- **Problem requirements**
Return each line of the material below that contains the word "task".

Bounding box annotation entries

====================

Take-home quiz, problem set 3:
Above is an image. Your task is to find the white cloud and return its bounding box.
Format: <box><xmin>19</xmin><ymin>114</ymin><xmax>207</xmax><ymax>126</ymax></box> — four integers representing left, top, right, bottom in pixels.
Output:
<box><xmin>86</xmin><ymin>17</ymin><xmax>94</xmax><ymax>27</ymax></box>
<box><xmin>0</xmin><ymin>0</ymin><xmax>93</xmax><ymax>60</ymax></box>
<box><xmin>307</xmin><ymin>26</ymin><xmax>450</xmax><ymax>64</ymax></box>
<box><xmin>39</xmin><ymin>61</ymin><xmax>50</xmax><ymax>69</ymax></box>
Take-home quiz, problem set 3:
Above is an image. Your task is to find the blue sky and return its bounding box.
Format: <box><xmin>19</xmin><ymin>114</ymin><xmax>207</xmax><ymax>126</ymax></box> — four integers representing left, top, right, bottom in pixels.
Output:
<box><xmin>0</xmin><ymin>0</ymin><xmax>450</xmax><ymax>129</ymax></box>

====================

- **Written answer**
Above is an image. Your task is to find the white cloud and return its bounding box.
Above is an image. Your task is to find the blue sky and return its bounding box.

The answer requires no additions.